## Your assignment
List every person identified by name in the news report on the Kashmir shooting, including the photo credit.

## Exercise text
Indian Kashmir troops fire on protesters
Last Updated: Sunday, August 24, 2008 | 2:46 PM ET
The Associated Press
Indian paramilitary soldiers carry an iron barricade to block roads during a curfew in Srinagar on Sunday. (Dar Yasin/Associated Press)Paramilitary soldiers opened fire on a group of Muslim protesters in Indian Kashmir after they allegedly defied curfew late Sunday and tried to storm into a police camp, an official said. One person was killed and another seriously injured.
The protesters had surrounded a Central Reserve Police Force camp in Srinagar, the main city in India's Jammu-Kashmir state, forcing troops to open fire, Prabhakar Tripathi, the CRPF spokesman, said. He gave no other details or estimates of the size of the crowd.
A witness, however, said the soldiers had fired on a man and his son without any provocation. Mohammed Ismail said his neighbours, Ghulam Qadir and his son, were just standing near the entrance to their home when they were fired upon.
In Baramullah town, 55 kilometres north of Srinagar, thousands of people also defied an indefinite curfew imposed in Muslim-majority areas of the volatile Himalayan region.

## Data records

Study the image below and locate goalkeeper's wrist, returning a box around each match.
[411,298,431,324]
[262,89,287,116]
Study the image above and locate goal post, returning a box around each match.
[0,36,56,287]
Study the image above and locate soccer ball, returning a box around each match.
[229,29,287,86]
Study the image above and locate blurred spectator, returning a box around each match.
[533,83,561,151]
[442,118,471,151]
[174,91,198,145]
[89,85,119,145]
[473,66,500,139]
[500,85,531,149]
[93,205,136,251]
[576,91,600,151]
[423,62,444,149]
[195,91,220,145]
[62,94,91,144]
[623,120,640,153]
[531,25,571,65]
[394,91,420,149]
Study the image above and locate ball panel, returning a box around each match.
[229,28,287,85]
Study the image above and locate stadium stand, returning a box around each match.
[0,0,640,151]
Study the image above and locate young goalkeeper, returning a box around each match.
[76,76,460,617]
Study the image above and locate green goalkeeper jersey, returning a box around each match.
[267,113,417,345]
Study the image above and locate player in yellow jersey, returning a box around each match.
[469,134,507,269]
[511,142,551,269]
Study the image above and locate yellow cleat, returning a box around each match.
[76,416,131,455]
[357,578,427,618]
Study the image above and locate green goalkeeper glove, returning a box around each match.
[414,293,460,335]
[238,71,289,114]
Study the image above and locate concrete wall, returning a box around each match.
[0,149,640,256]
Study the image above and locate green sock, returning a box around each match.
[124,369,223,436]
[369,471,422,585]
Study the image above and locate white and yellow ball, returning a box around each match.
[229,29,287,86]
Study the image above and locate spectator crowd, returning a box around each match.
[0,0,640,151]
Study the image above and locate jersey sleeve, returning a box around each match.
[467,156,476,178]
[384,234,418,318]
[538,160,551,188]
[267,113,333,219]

* * *

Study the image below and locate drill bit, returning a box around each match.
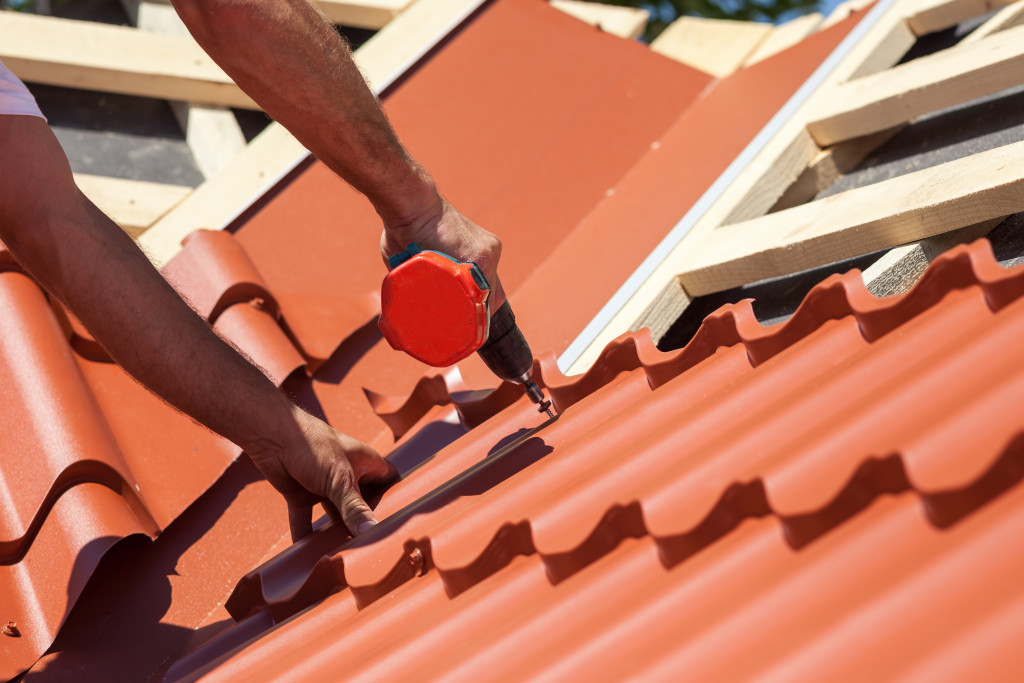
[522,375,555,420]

---

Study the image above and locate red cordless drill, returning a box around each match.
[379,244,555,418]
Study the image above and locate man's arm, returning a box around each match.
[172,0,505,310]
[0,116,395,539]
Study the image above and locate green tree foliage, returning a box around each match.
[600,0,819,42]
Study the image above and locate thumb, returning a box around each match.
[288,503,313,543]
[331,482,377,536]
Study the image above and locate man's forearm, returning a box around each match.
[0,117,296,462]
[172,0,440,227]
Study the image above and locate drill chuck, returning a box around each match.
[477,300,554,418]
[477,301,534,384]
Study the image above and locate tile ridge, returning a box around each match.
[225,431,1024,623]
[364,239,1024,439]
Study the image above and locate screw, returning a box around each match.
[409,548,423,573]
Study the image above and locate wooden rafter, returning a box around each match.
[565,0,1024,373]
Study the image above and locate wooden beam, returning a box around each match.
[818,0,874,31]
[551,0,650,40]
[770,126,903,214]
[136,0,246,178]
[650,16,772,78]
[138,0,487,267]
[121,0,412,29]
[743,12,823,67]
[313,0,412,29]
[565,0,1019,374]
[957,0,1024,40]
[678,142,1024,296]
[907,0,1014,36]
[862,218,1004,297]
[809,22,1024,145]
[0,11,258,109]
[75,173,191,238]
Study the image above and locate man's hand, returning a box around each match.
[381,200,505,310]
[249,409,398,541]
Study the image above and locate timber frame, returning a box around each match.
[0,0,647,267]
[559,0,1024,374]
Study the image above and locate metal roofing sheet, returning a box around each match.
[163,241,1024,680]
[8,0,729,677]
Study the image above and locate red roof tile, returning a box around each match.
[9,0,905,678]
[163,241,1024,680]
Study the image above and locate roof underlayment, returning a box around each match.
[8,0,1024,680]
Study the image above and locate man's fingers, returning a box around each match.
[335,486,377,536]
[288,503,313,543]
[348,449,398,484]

## Task answer
Dar Yasin, Prabhakar Tripathi, Mohammed Ismail, Ghulam Qadir